Begin TASK INPUT

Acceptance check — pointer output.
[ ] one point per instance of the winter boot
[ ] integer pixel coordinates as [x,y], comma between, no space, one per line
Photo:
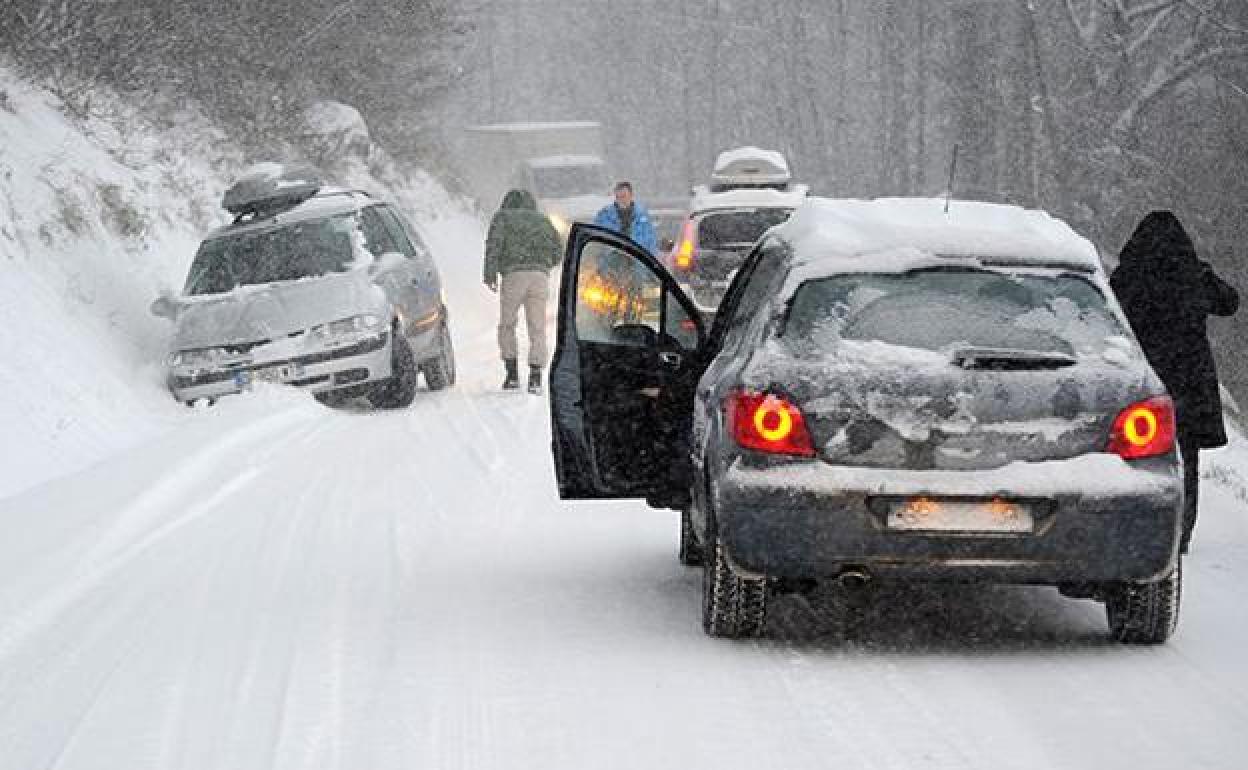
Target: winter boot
[513,376]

End TASK INPUT

◆ **EXERCISE**: Gather each line above that contains the word "winter" and copy those lines unchanged.

◆ **WRITTEN SOLUTION**:
[ ] one point per instance of the winter boot
Target: winter boot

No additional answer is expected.